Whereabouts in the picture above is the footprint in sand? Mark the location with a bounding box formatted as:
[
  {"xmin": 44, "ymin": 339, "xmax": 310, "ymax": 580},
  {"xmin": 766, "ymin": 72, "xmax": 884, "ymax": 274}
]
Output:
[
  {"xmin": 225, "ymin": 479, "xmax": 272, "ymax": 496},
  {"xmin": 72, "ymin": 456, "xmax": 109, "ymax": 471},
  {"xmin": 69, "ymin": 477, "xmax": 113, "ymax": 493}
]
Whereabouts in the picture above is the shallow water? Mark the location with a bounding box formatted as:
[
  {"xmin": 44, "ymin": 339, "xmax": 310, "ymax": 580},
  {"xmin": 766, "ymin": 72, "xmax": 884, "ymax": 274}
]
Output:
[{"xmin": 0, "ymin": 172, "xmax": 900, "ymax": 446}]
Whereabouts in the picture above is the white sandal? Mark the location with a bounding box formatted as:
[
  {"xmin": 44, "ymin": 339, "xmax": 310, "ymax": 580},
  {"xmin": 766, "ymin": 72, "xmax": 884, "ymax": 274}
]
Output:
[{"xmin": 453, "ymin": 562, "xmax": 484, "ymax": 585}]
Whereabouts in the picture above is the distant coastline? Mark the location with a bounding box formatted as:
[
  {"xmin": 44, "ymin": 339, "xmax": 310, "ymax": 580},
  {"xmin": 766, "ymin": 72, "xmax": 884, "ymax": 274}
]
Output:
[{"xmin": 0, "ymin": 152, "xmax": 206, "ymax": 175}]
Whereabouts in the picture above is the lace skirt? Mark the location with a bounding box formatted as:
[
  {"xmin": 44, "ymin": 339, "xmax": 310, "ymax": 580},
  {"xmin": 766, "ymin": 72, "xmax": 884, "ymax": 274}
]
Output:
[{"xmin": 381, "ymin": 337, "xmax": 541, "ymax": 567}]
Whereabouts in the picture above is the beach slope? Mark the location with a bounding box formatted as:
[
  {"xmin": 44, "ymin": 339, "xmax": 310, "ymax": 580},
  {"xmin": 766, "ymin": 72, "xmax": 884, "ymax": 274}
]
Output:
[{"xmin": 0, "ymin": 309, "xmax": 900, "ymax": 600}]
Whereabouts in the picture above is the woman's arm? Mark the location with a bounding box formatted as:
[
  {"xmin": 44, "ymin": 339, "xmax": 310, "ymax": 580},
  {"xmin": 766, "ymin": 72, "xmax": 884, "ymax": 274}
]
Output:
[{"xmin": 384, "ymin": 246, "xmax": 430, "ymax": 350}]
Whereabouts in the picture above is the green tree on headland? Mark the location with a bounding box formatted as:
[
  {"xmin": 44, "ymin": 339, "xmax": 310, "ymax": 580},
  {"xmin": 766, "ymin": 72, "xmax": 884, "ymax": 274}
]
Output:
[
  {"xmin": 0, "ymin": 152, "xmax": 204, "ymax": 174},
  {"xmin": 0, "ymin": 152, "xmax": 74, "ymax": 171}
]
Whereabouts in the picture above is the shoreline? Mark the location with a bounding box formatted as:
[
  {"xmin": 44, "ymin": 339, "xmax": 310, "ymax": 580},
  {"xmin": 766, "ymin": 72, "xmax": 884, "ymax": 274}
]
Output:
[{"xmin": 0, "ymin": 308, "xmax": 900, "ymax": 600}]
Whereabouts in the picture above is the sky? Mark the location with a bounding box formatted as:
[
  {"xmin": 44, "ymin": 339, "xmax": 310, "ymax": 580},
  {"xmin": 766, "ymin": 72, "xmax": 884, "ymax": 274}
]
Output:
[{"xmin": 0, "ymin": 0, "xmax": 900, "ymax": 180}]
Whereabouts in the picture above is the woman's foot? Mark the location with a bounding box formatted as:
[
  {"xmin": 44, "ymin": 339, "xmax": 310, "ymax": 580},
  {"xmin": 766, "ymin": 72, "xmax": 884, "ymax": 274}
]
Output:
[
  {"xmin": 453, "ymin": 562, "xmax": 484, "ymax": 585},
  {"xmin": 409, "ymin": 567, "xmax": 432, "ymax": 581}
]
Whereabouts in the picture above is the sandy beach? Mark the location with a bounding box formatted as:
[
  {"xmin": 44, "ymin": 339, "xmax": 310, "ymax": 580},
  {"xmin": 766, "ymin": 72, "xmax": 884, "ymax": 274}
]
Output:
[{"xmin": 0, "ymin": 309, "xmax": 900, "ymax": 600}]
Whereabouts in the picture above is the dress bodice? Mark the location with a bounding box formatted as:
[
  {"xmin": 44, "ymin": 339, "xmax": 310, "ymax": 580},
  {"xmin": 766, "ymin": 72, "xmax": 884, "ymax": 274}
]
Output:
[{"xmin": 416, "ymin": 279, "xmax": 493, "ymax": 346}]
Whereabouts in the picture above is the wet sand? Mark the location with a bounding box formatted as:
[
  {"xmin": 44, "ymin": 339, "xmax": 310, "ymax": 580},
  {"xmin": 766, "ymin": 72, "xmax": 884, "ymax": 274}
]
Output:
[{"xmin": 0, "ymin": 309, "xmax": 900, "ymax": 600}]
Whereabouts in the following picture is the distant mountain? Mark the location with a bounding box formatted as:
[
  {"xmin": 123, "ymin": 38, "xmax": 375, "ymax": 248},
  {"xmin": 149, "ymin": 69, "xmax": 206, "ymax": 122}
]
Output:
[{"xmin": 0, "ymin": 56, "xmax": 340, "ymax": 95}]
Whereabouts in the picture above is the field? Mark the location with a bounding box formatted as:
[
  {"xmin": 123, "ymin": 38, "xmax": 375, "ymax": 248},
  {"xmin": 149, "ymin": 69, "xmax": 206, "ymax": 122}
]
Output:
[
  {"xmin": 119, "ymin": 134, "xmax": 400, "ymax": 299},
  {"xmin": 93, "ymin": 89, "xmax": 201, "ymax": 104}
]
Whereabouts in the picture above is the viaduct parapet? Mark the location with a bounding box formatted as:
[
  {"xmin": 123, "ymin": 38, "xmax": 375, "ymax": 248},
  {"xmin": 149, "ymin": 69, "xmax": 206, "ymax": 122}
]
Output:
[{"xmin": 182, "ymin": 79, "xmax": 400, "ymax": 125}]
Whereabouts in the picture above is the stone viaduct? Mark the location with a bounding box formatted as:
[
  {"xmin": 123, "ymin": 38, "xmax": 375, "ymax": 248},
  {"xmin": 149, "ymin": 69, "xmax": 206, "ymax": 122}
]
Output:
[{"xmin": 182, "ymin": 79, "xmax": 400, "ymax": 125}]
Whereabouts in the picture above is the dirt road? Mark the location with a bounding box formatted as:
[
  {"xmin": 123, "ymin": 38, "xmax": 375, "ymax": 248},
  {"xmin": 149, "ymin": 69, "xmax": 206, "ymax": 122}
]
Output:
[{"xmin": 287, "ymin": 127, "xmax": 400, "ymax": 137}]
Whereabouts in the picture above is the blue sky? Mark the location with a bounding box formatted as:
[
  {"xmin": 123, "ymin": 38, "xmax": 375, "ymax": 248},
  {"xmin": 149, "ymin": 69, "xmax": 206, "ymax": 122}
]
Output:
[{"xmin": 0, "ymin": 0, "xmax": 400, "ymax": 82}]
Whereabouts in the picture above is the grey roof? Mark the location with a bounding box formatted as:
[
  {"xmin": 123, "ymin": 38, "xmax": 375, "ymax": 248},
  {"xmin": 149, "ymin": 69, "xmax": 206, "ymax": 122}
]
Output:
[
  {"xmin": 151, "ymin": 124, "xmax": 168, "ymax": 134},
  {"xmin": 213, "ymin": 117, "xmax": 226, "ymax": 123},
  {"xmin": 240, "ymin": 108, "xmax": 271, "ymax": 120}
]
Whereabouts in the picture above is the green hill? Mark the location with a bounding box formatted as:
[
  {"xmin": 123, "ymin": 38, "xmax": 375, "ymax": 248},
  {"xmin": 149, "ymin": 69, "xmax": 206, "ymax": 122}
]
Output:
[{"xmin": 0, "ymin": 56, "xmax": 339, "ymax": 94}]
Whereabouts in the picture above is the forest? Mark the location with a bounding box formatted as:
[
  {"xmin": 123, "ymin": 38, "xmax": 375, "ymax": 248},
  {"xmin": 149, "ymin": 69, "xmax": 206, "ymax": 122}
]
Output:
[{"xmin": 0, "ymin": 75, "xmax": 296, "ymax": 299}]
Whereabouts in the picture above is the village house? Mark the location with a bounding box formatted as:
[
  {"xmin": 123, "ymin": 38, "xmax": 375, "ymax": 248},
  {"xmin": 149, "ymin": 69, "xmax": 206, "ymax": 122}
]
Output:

---

> **Exercise prompt**
Copy out the lines of the entries from the one containing "Whereabouts in the picture above is the village" through the end of the entries, inclusive, reproducing them without any change.

> **Reply to the exercise**
Whereabouts in the picture above is the village house? Mark the location with a bounding box formatted as:
[
  {"xmin": 123, "ymin": 38, "xmax": 375, "ymax": 248},
  {"xmin": 149, "ymin": 69, "xmax": 206, "ymax": 122}
]
Output:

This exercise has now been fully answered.